■ Written exercise 1 ■
In the broadcast transcript, at least as far back as which administration does the south lawn welcome ceremony date?
■ Written exercise 2 ■
Write the next part of the broadcast transcript, picking up after its final sentence.
---- Excerpt provided
Aired April 24, 2018 - 09:00   ET


[09:00:00] JOHN BERMAN, CNN ANCHOR: The president and first lady of the United States will officially welcome the president and first lady of France for a state visit, the first since President Trump took office.

You are looking at live pictures right now from the south side of the White House. They'll be bands and troops and dignitaries and speeches, not to mention both pomp and circumstance all within the next few minutes. The French leader expected to arrive momentarily.

Then the serious business kicks in, a series of meetings on Iran, Syria and trade where the big question is whether Macron can leave with anything more than the rack of spring lamb that he will be served tonight at this state dinner.

Our Abby Phillip at the White House awaiting the arrival of the French leader -- Abby.

ABBY PHILLIP, CNN WHITE HOUSE CORRESPONDENT: Well, good morning, John. This is President Trump's turn to treat Emmanuel Macron to the kind of pomp and circumstance that he experienced when he was in France last year for Bastille Day.

Now this ceremony is one that dates back on the south lawn at least to the Kennedy administration. It will show off the U.S. Military, also show off the beauty of the White House south lawn. But the president has already made it clear that he wants a military parade in Washington. That will not happen today but he will get pretty much the closest thing to it, a band, a military welcome. You can see all the flags set up there on the stairs.

Tonight they are going to have the very first state dinner hosted by this White House, really shepherded by First Lady Melania Trump who has taken a great deal of time to deal with all of the details of this dinner.
--------
---- Given data
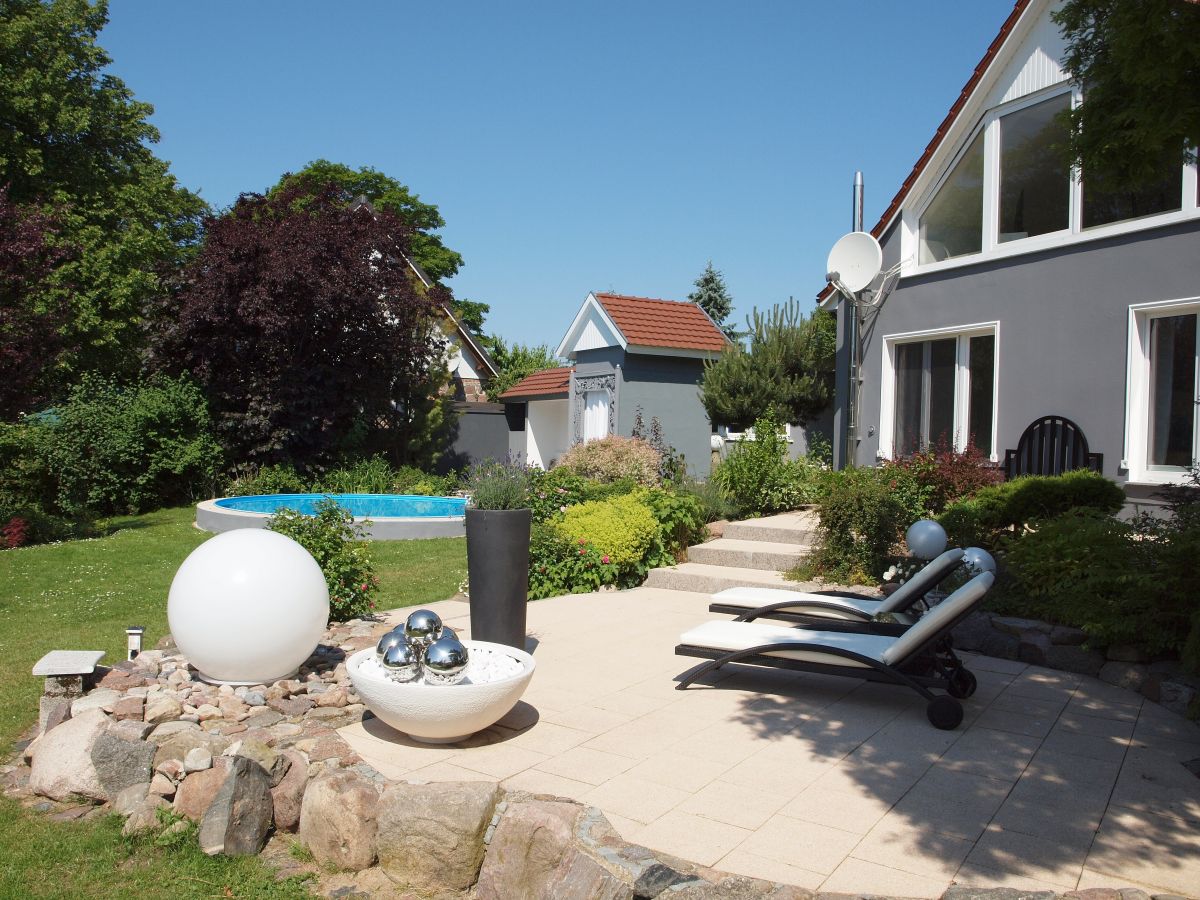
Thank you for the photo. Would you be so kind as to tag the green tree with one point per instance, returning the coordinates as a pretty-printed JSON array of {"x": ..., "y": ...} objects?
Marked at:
[
  {"x": 714, "y": 298},
  {"x": 1139, "y": 63},
  {"x": 786, "y": 371},
  {"x": 385, "y": 195},
  {"x": 75, "y": 142},
  {"x": 515, "y": 363}
]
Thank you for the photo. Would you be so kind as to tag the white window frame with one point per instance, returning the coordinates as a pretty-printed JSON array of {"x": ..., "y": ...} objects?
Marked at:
[
  {"x": 961, "y": 383},
  {"x": 1137, "y": 426},
  {"x": 1075, "y": 233}
]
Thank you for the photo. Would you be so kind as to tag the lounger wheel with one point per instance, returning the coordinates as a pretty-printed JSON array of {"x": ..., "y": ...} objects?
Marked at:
[
  {"x": 945, "y": 713},
  {"x": 961, "y": 684}
]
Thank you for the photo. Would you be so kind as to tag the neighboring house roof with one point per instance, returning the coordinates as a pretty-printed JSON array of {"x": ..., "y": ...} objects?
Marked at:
[
  {"x": 642, "y": 324},
  {"x": 546, "y": 384},
  {"x": 994, "y": 48}
]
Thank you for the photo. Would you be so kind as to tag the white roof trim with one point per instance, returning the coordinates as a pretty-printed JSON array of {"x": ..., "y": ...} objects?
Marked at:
[{"x": 591, "y": 312}]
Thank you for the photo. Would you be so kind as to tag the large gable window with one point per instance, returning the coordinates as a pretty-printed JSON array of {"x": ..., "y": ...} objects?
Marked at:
[
  {"x": 952, "y": 226},
  {"x": 1035, "y": 180}
]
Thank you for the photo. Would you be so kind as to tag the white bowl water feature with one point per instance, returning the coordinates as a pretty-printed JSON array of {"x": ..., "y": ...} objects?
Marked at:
[{"x": 497, "y": 676}]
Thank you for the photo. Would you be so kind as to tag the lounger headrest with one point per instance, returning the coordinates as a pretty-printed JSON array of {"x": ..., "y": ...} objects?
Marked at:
[
  {"x": 939, "y": 619},
  {"x": 922, "y": 582}
]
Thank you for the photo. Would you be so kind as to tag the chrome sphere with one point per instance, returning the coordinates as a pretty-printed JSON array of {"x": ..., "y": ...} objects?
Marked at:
[
  {"x": 445, "y": 661},
  {"x": 977, "y": 561},
  {"x": 402, "y": 663},
  {"x": 925, "y": 539},
  {"x": 390, "y": 640},
  {"x": 423, "y": 628}
]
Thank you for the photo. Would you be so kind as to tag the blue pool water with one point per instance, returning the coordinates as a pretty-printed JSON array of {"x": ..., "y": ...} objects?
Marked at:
[{"x": 365, "y": 505}]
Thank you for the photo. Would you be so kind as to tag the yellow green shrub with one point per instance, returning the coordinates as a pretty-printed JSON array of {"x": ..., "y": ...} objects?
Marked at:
[{"x": 621, "y": 528}]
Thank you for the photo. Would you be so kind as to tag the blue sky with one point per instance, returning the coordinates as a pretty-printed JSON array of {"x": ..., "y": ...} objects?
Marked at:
[{"x": 570, "y": 147}]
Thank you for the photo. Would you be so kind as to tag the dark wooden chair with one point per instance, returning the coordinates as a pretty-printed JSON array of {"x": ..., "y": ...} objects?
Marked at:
[{"x": 1051, "y": 445}]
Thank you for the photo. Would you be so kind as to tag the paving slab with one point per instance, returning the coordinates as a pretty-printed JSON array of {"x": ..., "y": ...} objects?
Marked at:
[{"x": 1054, "y": 781}]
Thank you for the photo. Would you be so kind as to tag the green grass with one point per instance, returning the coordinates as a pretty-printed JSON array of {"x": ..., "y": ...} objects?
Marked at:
[
  {"x": 82, "y": 595},
  {"x": 40, "y": 858}
]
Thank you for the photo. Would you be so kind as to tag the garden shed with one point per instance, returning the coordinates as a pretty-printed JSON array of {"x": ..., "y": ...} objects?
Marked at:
[{"x": 628, "y": 354}]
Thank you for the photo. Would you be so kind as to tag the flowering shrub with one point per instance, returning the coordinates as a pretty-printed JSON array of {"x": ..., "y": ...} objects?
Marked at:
[
  {"x": 612, "y": 459},
  {"x": 623, "y": 528},
  {"x": 336, "y": 544},
  {"x": 561, "y": 565}
]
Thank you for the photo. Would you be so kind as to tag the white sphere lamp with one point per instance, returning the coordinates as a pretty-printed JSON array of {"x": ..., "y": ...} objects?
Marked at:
[
  {"x": 925, "y": 539},
  {"x": 247, "y": 607},
  {"x": 978, "y": 561}
]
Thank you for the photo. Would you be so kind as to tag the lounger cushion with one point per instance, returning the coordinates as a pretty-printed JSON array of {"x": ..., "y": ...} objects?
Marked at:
[
  {"x": 822, "y": 605},
  {"x": 744, "y": 635}
]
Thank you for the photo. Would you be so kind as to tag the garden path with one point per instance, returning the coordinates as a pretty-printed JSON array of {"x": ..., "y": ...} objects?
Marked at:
[{"x": 1054, "y": 781}]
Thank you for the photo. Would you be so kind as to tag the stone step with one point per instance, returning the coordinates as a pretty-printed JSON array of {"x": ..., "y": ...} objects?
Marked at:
[
  {"x": 707, "y": 579},
  {"x": 747, "y": 553},
  {"x": 787, "y": 528}
]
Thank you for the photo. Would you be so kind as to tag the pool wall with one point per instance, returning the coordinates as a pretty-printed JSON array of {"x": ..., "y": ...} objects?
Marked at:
[{"x": 211, "y": 517}]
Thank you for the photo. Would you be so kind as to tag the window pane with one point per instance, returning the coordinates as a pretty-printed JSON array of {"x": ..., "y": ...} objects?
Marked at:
[
  {"x": 941, "y": 393},
  {"x": 1173, "y": 372},
  {"x": 1035, "y": 180},
  {"x": 983, "y": 391},
  {"x": 910, "y": 367},
  {"x": 953, "y": 223},
  {"x": 1162, "y": 196}
]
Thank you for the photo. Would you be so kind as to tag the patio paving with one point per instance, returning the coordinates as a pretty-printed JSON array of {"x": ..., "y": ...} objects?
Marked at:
[{"x": 1054, "y": 781}]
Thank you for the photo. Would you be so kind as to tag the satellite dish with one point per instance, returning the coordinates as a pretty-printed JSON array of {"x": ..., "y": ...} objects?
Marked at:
[{"x": 855, "y": 261}]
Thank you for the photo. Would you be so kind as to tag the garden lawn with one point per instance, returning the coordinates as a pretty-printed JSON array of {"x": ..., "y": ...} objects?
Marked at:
[{"x": 82, "y": 595}]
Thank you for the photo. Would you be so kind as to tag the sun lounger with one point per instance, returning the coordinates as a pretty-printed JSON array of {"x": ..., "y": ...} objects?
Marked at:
[
  {"x": 921, "y": 658},
  {"x": 825, "y": 609}
]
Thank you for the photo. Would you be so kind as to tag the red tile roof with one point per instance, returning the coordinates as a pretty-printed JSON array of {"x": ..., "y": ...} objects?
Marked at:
[
  {"x": 545, "y": 383},
  {"x": 671, "y": 324},
  {"x": 943, "y": 129}
]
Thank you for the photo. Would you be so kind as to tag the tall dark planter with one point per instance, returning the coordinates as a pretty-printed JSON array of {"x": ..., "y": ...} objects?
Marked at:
[{"x": 498, "y": 569}]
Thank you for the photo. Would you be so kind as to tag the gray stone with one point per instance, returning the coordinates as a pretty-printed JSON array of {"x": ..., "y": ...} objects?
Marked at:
[
  {"x": 975, "y": 633},
  {"x": 239, "y": 817},
  {"x": 198, "y": 759},
  {"x": 1126, "y": 653},
  {"x": 1067, "y": 635},
  {"x": 63, "y": 760},
  {"x": 67, "y": 663},
  {"x": 162, "y": 708},
  {"x": 339, "y": 820},
  {"x": 287, "y": 797},
  {"x": 102, "y": 699},
  {"x": 196, "y": 792},
  {"x": 431, "y": 837},
  {"x": 1015, "y": 627},
  {"x": 120, "y": 762},
  {"x": 1129, "y": 676},
  {"x": 537, "y": 852}
]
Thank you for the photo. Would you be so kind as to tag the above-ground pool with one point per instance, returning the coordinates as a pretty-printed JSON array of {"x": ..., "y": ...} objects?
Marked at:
[{"x": 391, "y": 516}]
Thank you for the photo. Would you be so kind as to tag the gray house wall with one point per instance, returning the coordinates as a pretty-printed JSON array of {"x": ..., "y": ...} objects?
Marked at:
[{"x": 1062, "y": 335}]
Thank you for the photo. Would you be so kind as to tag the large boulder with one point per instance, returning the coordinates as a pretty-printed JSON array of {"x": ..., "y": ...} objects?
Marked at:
[
  {"x": 537, "y": 852},
  {"x": 431, "y": 837},
  {"x": 120, "y": 762},
  {"x": 288, "y": 795},
  {"x": 239, "y": 817},
  {"x": 199, "y": 789},
  {"x": 337, "y": 820},
  {"x": 63, "y": 765}
]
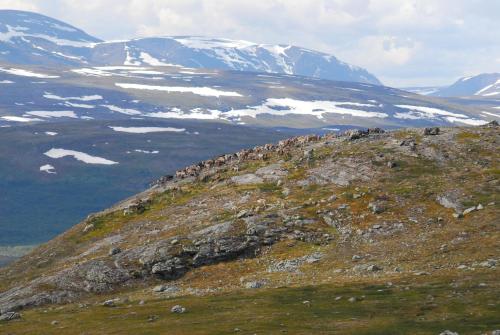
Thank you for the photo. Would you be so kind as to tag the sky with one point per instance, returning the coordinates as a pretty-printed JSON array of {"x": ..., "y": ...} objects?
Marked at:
[{"x": 402, "y": 42}]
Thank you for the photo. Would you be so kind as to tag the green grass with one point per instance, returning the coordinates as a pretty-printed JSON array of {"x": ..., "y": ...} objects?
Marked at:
[{"x": 424, "y": 309}]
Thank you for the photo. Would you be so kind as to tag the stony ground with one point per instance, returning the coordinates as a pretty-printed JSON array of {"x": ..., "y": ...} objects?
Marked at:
[{"x": 370, "y": 232}]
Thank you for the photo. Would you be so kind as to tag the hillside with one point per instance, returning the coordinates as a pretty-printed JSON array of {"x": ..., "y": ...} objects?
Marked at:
[
  {"x": 33, "y": 39},
  {"x": 312, "y": 234},
  {"x": 138, "y": 116}
]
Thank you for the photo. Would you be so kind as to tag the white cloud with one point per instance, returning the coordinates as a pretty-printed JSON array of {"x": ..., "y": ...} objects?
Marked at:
[{"x": 398, "y": 40}]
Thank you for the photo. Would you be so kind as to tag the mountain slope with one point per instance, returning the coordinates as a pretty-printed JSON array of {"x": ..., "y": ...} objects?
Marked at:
[
  {"x": 225, "y": 54},
  {"x": 32, "y": 39},
  {"x": 486, "y": 85},
  {"x": 349, "y": 224},
  {"x": 171, "y": 92}
]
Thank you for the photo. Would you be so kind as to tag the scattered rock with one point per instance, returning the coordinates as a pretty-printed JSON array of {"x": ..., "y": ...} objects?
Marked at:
[
  {"x": 255, "y": 284},
  {"x": 243, "y": 213},
  {"x": 114, "y": 251},
  {"x": 376, "y": 207},
  {"x": 490, "y": 263},
  {"x": 9, "y": 316},
  {"x": 431, "y": 131},
  {"x": 451, "y": 199},
  {"x": 448, "y": 332},
  {"x": 469, "y": 210},
  {"x": 109, "y": 303},
  {"x": 178, "y": 309},
  {"x": 247, "y": 179},
  {"x": 374, "y": 268},
  {"x": 492, "y": 124}
]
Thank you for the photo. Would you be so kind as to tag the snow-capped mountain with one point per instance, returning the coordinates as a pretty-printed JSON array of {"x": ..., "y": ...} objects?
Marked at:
[
  {"x": 486, "y": 85},
  {"x": 33, "y": 39},
  {"x": 30, "y": 38}
]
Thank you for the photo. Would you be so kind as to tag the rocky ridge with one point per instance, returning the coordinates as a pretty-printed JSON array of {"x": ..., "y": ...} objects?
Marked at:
[{"x": 356, "y": 206}]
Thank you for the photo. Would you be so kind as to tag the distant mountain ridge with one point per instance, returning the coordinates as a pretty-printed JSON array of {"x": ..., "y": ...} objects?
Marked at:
[
  {"x": 33, "y": 39},
  {"x": 485, "y": 85}
]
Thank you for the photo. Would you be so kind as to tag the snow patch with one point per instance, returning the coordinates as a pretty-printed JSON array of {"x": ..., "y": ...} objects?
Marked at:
--------
■ Exercise answer 1 ■
The Kennedy administration.

■ Exercise answer 2 ■
And we're going to show you a little bit of the menu. They're going to be having some spring lamb as you just mentioned with some French and American touches. Also featuring some dishes that feature state -- the state's key items, like yellow rice from the Carolinas and so on and so forth. So the White House is really trying to put their best foot forward here. That's typically what these state dinners are all about.

It's also about the friendship between the Macrons and the Trumps. Now President Trump last night had dinner with him at Mt. Vernon just outside of Washington, D.C. and our sources tell us that at that dinner, there was some discussion about the serious issues like Syria and other things but there was also discussion by President Trump about his poll numbers. He talked about how he believes he's doing better than the polls suggest. He's tweeted about that quite a bit.

I think that really tells you a little bit about how comfortable President Trump is with Macron. He's talking to him about his political fortunes here in the United States, but Macron has a job to do on this visit. This is a little bit about that personal relationship but it's a lot about trying to get President Trump in line with the European allies on the issue of the Iran nuclear deal which Trump has said he wants to pull out of.

The Europeans are trying to keep the United States in and there are several other things. The U.S. commitment in Syria, how long are we going to be there? What is that going to look like going forward?

The climate deal is already a done deal, but there is a long list, a laundry list really of issues of dissidents between the United States and Europe and Emmanuel Macron might be the only European leader at the moment that President Trump has a genuinely warm relationship with, one that Macron has cultivated over the last several months beginning with that Bastille Day celebration that left such a big impression on President Trump.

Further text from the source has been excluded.